Segment Start: Excerpted text

If your symptoms suggest SLE then your doctor will do some blood tests to diagnose SLE. Read about various blood and urine tests conducted to diagnose lupus.
The symptoms of Systematic Lupus can be vague, making it difficult to diagnose. Even when they do, patients can have a wide variety of organ involvement to make it difficult for a single test to detect it.
American Rheumatism Association has drawn 11 criteria based on various symptoms of SLE, to help doctors improve the accuracy of its diagnosis. A person is strongly thought to be suffering from SLE, if they develop at least 4 of these symptoms.
- A “butterfly rash” over the cheeks of patients face referred to as malar rash.
- Patchy redness with hyperpigmentation and hypopigmentation that can cause scarring.
- Skin rash in reaction to ultraviolate sunrays.
- Spontaneous sores or ulcers on the lining of mouth, nose or throat.
- Two or more swollen, tender joints of the extremities; also known as arthritis.
- Inflammation of the lining tissue around the heart or lungs, usually associated with chest pain upon breathing or changes of body position.
- Abnormal amounts of urine protein or clumps of cellular elements called casts that are detectable with a urinalysis.
- Brain irritation manifested by seizures and/or psychosis.
- Low white blood count (WBC) or red blood count (RBC), or platelet count on routine complete blood count testing.

Segment End: Excerpted text
Segment Start: Data for review

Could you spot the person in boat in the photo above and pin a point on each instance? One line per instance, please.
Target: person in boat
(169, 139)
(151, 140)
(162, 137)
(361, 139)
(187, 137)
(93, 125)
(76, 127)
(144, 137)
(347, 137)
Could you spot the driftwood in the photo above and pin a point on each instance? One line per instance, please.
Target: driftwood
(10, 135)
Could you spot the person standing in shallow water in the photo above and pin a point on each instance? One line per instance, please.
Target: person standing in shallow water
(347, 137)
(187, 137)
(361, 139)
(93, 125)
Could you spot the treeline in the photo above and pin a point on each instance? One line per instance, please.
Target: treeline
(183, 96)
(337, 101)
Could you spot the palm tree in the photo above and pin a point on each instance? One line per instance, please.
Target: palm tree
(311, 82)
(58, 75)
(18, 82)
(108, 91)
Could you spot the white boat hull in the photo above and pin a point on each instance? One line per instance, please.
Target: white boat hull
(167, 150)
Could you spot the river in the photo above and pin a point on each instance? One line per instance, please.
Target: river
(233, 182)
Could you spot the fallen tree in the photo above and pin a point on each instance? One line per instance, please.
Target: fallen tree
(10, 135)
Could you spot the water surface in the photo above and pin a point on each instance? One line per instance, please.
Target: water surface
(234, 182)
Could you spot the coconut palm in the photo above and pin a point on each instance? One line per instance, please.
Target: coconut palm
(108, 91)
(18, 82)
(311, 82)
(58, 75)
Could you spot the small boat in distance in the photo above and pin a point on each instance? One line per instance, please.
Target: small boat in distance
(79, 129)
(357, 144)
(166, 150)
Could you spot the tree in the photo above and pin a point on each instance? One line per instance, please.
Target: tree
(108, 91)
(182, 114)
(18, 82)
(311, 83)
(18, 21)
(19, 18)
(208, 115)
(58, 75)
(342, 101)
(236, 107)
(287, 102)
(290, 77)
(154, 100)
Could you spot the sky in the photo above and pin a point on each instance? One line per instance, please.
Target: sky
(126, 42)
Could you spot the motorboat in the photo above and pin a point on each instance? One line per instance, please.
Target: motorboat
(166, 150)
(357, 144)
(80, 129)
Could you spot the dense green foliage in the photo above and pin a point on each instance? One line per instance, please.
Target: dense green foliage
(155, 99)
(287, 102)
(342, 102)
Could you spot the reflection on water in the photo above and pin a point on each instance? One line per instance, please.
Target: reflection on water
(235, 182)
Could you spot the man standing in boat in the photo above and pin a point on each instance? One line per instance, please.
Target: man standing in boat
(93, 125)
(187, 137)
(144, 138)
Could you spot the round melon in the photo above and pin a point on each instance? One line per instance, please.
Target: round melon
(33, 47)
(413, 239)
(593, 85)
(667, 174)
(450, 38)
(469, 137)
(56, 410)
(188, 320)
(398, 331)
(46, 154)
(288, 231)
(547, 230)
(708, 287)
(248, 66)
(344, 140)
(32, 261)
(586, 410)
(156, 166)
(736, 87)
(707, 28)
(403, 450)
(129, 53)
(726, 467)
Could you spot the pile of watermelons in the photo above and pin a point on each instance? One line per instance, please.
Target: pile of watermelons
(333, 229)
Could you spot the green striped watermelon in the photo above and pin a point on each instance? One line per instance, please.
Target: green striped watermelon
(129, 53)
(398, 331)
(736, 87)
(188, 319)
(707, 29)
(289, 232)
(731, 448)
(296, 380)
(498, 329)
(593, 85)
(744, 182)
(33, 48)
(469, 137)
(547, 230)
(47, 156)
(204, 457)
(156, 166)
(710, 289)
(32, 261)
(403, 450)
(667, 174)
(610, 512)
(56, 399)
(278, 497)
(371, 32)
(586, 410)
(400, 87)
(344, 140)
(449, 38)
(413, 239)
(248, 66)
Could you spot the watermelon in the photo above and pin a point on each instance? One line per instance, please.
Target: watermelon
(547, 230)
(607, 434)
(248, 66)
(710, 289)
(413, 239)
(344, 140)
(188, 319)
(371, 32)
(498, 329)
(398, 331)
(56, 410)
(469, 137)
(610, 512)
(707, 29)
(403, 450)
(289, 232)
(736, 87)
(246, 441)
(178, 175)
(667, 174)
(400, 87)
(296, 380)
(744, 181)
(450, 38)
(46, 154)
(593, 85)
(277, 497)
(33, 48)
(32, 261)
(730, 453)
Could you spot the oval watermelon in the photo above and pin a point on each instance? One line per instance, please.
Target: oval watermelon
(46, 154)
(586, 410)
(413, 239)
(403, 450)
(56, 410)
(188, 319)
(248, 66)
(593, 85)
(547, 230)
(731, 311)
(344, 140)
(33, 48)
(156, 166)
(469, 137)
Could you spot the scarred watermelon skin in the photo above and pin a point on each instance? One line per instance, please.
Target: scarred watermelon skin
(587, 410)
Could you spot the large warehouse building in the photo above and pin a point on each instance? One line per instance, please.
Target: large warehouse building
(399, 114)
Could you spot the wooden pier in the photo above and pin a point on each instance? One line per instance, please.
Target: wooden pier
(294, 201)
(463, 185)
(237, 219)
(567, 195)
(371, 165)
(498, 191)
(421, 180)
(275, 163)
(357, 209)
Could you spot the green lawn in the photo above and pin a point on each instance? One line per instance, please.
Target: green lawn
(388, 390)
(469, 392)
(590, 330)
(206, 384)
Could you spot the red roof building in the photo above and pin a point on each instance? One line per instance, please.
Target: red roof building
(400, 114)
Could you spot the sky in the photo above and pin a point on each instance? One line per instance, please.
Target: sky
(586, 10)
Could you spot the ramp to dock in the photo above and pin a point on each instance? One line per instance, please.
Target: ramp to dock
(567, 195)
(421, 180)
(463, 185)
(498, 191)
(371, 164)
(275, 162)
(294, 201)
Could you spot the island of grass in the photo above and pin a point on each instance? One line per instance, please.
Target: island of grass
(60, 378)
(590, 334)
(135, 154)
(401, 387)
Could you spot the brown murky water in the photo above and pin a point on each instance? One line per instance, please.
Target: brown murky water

Segment End: Data for review

● **Required tasks**:
• A. According to the lupus diagnosis text, why is Systematic Lupus difficult to diagnose? Answer in one to three sentences.
• B. Answer these questions using the lupus diagnosis text:
(i) How many criteria has the American Rheumatism Association drawn up?
(ii) At least how many of these symptoms must a person develop to be strongly thought to be suffering from SLE?
(iii) What is the "butterfly rash" over the cheeks referred to as?
• C. Condense the paragraph of the lupus diagnosis text that begins "American Rheumatism Association has drawn" into a single shorter sentence that keeps its main facts.
These records were taken from a separate source.

● **Exercise solutions**:
• A. Its symptoms can be vague. Patients can also have a wide variety of organ involvement, which makes it hard for a single test to detect it.

• B.
(i) 11
(ii) 4
(iii) Malar rash

• C. To help doctors diagnose SLE more accurately, the American Rheumatism Association has drawn up 11 symptom-based criteria, and a person who develops at least 4 of them is strongly thought to have SLE.